◆ STATED EXERCISE: Write out exactly the lines from the one containing "Where can you see the black" through the last line of the records below, including both.

◆ RECORD EXCERPTS:
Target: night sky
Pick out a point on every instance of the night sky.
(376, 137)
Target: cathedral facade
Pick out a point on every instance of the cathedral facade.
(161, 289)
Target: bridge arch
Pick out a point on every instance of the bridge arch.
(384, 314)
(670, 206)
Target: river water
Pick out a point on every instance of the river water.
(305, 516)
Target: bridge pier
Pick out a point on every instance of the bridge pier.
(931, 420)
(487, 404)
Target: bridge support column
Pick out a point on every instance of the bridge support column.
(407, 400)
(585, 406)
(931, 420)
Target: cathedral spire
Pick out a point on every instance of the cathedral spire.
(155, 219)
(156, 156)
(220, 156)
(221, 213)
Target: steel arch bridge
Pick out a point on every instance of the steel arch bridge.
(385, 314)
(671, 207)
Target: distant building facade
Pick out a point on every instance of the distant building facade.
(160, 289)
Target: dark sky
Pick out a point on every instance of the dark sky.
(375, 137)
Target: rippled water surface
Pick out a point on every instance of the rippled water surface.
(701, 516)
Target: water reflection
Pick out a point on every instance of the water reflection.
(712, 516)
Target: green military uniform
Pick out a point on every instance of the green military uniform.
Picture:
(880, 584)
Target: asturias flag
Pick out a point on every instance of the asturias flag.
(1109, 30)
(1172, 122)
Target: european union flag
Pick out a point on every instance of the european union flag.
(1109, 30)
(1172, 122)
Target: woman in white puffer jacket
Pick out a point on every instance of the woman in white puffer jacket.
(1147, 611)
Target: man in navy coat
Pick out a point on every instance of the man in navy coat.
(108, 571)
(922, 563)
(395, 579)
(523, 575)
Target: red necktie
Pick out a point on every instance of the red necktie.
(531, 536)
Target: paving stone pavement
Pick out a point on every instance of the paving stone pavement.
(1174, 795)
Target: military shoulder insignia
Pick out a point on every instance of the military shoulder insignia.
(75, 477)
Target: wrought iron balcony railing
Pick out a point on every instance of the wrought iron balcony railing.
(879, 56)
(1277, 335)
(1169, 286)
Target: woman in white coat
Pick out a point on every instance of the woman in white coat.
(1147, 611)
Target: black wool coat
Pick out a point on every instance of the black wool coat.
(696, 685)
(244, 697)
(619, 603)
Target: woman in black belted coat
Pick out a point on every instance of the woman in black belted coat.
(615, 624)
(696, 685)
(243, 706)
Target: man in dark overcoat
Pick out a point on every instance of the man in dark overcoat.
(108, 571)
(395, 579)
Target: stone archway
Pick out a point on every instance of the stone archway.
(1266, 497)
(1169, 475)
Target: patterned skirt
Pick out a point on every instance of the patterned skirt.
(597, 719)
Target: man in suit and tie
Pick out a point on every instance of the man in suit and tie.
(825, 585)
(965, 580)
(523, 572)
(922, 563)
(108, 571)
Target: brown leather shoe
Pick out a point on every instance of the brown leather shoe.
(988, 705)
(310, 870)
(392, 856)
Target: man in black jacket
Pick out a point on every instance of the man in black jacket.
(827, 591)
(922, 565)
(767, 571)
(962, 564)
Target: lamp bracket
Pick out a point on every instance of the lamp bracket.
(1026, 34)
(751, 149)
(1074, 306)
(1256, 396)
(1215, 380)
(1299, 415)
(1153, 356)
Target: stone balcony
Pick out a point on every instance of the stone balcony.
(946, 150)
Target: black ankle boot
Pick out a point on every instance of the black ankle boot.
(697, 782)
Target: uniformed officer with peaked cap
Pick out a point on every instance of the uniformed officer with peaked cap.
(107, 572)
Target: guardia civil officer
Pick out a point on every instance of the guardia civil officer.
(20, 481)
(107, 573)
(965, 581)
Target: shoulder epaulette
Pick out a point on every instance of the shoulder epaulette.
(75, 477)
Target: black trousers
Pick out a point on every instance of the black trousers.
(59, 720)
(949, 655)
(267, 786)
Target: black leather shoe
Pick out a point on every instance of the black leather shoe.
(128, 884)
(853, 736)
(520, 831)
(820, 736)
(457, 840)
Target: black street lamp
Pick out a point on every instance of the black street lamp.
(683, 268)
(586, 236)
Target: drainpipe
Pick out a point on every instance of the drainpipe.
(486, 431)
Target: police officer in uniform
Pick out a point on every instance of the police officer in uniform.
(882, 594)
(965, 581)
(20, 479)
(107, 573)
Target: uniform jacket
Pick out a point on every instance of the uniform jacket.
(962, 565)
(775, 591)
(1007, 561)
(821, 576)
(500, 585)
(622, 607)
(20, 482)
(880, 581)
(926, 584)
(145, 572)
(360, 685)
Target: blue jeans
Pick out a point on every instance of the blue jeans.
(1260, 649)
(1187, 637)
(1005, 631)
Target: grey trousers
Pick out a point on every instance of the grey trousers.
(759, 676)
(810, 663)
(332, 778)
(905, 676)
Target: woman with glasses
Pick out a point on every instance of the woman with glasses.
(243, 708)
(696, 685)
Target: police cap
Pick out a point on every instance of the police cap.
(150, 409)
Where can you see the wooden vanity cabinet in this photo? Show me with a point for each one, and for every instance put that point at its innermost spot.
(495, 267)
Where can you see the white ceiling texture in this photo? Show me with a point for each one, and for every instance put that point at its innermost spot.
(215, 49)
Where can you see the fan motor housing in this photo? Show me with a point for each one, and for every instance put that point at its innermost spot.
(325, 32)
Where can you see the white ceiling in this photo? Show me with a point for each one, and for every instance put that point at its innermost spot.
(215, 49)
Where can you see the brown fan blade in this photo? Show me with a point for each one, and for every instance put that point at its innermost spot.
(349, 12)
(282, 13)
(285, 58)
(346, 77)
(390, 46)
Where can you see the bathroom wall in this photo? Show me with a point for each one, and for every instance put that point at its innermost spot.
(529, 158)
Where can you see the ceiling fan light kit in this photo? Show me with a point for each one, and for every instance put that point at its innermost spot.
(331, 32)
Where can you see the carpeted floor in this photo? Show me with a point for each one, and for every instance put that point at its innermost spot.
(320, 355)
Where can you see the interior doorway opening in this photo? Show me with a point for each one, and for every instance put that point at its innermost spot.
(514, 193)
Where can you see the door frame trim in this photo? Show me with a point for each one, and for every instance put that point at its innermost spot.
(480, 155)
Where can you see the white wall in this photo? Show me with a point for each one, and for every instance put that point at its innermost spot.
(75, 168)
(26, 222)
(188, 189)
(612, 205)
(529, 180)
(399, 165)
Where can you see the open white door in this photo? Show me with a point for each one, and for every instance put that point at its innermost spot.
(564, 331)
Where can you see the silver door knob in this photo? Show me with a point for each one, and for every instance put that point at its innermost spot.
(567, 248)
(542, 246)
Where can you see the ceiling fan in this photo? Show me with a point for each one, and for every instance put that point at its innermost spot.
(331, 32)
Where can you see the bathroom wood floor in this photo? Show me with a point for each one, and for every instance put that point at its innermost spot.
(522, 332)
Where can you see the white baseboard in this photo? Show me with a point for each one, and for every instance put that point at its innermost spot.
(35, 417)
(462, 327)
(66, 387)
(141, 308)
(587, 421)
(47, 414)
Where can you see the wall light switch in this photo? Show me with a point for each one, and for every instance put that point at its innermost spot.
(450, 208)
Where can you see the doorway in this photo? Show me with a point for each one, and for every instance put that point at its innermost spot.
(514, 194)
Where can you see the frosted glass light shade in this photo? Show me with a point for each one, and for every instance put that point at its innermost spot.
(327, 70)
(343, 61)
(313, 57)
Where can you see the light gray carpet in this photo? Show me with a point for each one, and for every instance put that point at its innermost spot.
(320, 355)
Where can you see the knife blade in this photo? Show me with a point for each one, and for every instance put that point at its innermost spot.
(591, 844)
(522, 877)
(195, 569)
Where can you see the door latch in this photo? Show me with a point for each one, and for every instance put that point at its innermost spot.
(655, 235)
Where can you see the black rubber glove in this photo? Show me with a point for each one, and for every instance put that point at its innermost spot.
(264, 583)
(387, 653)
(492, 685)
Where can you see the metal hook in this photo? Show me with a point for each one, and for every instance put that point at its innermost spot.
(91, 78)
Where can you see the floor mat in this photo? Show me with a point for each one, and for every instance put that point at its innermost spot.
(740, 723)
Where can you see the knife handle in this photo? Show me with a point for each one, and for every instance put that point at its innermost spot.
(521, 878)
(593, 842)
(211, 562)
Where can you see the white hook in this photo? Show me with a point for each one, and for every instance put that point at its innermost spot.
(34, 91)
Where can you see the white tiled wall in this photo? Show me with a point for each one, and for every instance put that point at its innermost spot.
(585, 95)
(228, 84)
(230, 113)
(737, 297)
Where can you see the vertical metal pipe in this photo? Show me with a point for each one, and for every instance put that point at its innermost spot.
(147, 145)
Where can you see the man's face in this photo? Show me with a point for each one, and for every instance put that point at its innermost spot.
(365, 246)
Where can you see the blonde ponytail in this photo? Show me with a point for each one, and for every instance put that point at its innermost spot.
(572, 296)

◆ FULL OUTPUT:
Where can you see the black rubber glove in this photo? Show me with a point for each one, and for every instance put that point at its innermost spot.
(264, 583)
(387, 653)
(492, 685)
Where can you see the metal hook in this photo? Show me with a point for each one, and for every instance put that point at its innermost spot.
(91, 78)
Where can you see the floor mat in this photo? Show me with a point for each one, and for every instance put that point at its innermost spot.
(740, 723)
Where can you see the knife handle in this photo? Show me with a point for each one, and for every instance put that point at its innermost spot.
(521, 878)
(593, 842)
(211, 562)
Where can you see the white hook in this photo? Show me with a point for each one, and for every instance put that point at its innermost spot.
(34, 91)
Where can you see the white tiled wall in this photo? Show me with a point for each one, and for every instance put that point at its innermost spot.
(585, 95)
(228, 84)
(230, 113)
(737, 297)
Where can you see the vertical metal pipe in this photo? Show me with a point for each one, and for every instance put that point at its innermost spot.
(147, 145)
Where can you see the man's face in this photo? Show me with a point for each one, and for every instance put that point at its innermost spot.
(365, 246)
Where can you see the blonde ponytail in this photo? Show me with a point for each one, and for every instance put that point at its innermost spot.
(572, 296)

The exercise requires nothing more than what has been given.